### AUFGABE
Führen Sie den nachstehenden Text über das E-Rezept in Polen im Anschluss an seinen letzten Satz fort.

### TEXT ZUR ANALYSE
**********
Seit Anfang Januar 2020 wird in Polen das E-Rezept verpflichtend verwendet. Ein Rezept auf Papier ist nur in bestimmten Ausnahmefällen erlaubt und muss durch den Apotheker verpflichtend vollständig digitalisiert werden. Verantwortlich für das System ist das E-Gesundheitszentrum (Centrum e-Zdrowia, CeZ) des Ministeriums für Gesundheit in enger Zusammenarbeit mit dem Nationalen Gesundheitsfonds (Narodowy Fundusz Zdrowia, NFZ). Vor Erstellung eines E-Rezepts für den in Polen krankenversicherten Patienten muss sein Krankenversicherungsstatus erst online im NFZ geprüft und als „grün“ (gültig) deklariert werden, um dem Patienten zu ermöglichen, von den Festbeträgen der NFZ zu profitieren.
Der in einem anderen EU/EWR/Schweiz-Staat krankenversicherte Patient muss für diesen Zweck stattdessen dem Arzt seine gültige europäische Krankenversicherungskarte vorlegen. Bei deutschen Patienten sie ist auf der Rückseite ihrer elektronischer Gesundheitskarte vorhanden. Ein Patient aus dem Vereinigten Königreich muss für diesen Zweck seine gültige britische globale Krankenversicherungskarte vorlegen.
Der Patient mit einer zugeteilten polnischen Personennummer (PESEL) bekommt einen vierstelligen Code per SMS, E-Mail, eine von zwei mobilen Apps der Staatsregierung (mojeIKP und mObywatel) oder das Portal pacjent.gov.pl der Staatsregierung. Der Code kann auch mündlich, handschriftlich oder als Papierausdruck des E-Rezepts mit einem Strichcode vom Arzt mitgeteilt werden. Der Code muss zusammen mit der PESEL in der Apotheke verwendet werden. Statt beide Nummern dem Apotheker mündlich mitzuteilen, hat der Patient auch die Optionen, den Papierausdruck des E-Rezepts mit einem Strichcode oder den durch die Apps mojeIKP und mObywatel generierten QR-Code des E-Rezepts in der Apotheke zu zeigen. Dies hat den Vorteil hat, dass andere Kunden in der Apotheke die Personennummer PESEL nicht hören und sie später missbrauchen können.
**********
Bildgestützte Zeigedaten:

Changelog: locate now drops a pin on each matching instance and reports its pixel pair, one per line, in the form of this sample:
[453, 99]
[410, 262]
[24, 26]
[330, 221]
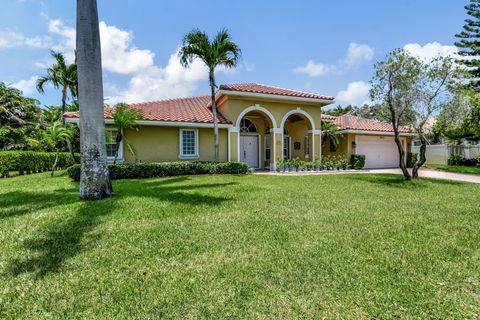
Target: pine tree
[469, 43]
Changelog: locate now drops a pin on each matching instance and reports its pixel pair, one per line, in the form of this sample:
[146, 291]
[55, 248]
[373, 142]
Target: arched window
[247, 126]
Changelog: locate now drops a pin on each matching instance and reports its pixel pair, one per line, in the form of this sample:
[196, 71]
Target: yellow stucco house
[258, 124]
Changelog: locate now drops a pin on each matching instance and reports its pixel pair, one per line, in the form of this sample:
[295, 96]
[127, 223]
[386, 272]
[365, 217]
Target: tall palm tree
[61, 75]
[330, 132]
[124, 117]
[58, 135]
[220, 51]
[94, 177]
**********
### ERGEBNIS
Für ein Neugeborenes noch ohne zugeteilte eigene PESEL wird stattdessen die PESEL der Mutter verwendet. Ein Patient ohne zugeteilte PESEL, der kein Neugeborenes ist (typischerweise ein Ausländer weder mit polnischem Aufenthaltstitel noch polnischer Sozialversicherung, Krankenversicherung oder Besteuerung) muss hingegen dem Arzt sein Geburtsdatum, sein Geschlecht, seine Staatsbürgerschaft, die Reisepass- oder Personalausweisnummer (nur EU/EWR/Schweiz) mitteilen. Solch ein Patient bekommt im jeden Fall den Papierausdruck des E-Rezepts mit einem Strichcode, aber ohne den vierstelligen Code.
Es ist möglich, das Rezept in jeder beliebigen Apotheke einzulösen. Ein Vorläufer des E-Rezepts wurde im Jahre 2011 im Rahmen der in einer Kreisstadt durchgeführten Pilotstudie getestet.